• _LISTED ENTRIES_:
● ● ●

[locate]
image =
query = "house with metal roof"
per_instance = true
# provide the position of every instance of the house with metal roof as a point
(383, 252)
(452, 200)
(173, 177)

● ● ●

• _WHAT TO DO_:
Express every line of the items above as a Markdown table with the columns Row and Item line, numbering the rows in order and leaving out any blank lines.

• _TASK RESULT_:
| Row | Item line |
|---|---|
| 1 | [locate] |
| 2 | image = |
| 3 | query = "house with metal roof" |
| 4 | per_instance = true |
| 5 | # provide the position of every instance of the house with metal roof as a point |
| 6 | (383, 252) |
| 7 | (452, 200) |
| 8 | (173, 177) |